═════ Text provided ═════

When I was just learning Italian, I tried once to write an Italian text with the little Italian I knew. I didn't get very far at all. Writers play with words, yes, and they give thought to the sort of mental field of energy which a certain cluster and grouping of words will represent. But that field is still something that exists and that one apprehends in the unconscious, beyond analysis.

Even late Roman Silver Age poetry, full of such things as alphabetic rules and macaronic verse, and so on, is still in the nature of a poetic challenge. Because once you define the problem, then you have to reach for a statement that can be made within the parameters of that problem. And when you reach for the statement, you're reaching for poetry, and that can't be generated by a program. You can keep making the area that you're reaching for more and more difficult, so that you have to reach for not the first meaning that comes to mind but a secondary or tertiary meaning. And that's to me always the advantage of any formal problem that's set up that way. If you've got a formal problem to solve that seems insurmountable, it provokes a deeper, more poetic solution. But I think that the actual moment of reaching is always a descent into the chaos of raw poetry.

You also reach a point of diminishing returns with these formal constraints. The Romans certainly did, and they aren't our favorite Latin poets these days. I would think that that kind of writing is a very writerly thing that always appeals only to other writers who have to sit in amazement to think that any meaningful statement can be accomplished within such strict parameters. The more and more you define the rules of the game, the less and less liable you are to be able to write, say, Anna Karenina. Because that is the other side of fiction. Fiction writers are the ones to insist that they don't know how they do what they do. Mostly because they don't like to be bothered with thinking about it. They just like to get on with the business of telling a story, which is something they know they know how to do.

JF: Even in works such as Samuel Beckett's The Lost Ones, in which people are trapped inside a giant cylinder, he manages to tell a story despite the strict rules of behavior he sets up involving the people climbing up and down the ladders in a specific pattern.

Disch: I always like to oscillate between the two extremes. My imaginative response to your description of the Beckett story was to connect it to my last remark about Anna Karenina, and have Anna and Vronski on the ladders, having to cope with Beckett's rules, and nevertheless maintaining the impetus of their affair in the circumstances. That's the middle ground I try to inhabit.

═════ Excerpted data ═════

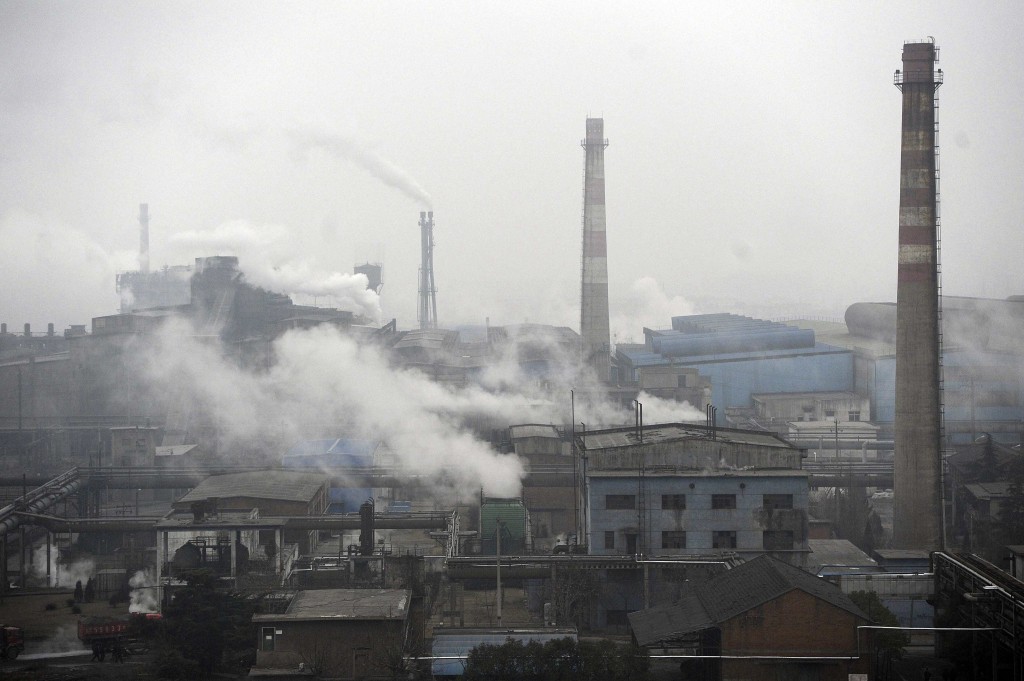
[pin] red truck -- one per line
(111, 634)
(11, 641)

═════
═════ Excerpted data ═════

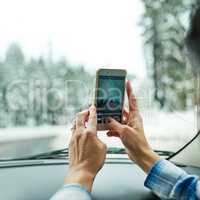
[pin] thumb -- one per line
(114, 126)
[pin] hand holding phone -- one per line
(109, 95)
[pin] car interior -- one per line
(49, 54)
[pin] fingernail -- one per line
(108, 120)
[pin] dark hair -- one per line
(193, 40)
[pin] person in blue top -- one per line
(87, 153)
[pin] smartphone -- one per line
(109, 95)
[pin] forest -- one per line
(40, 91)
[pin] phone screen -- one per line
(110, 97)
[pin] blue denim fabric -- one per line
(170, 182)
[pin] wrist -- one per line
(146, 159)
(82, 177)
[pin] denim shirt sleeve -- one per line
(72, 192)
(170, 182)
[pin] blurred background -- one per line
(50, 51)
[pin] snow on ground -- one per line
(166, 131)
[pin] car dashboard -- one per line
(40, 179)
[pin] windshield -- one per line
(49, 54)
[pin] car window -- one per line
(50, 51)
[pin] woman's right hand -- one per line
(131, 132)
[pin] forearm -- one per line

═════

### The tasks:
A) In the interview excerpt, what are the people in Beckett's The Lost Ones trapped inside?
B) Reproduce the passage of the interview excerpt from "Disch: I always" up to and including "try to inhabit.".

### Responses per task:
A) A giant cylinder.

B)
Disch: I always like to oscillate between the two extremes. My imaginative response to your description of the Beckett story was to connect it to my last remark about Anna Karenina, and have Anna and Vronski on the ladders, having to cope with Beckett's rules, and nevertheless maintaining the impetus of their affair in the circumstances. That's the middle ground I try to inhabit.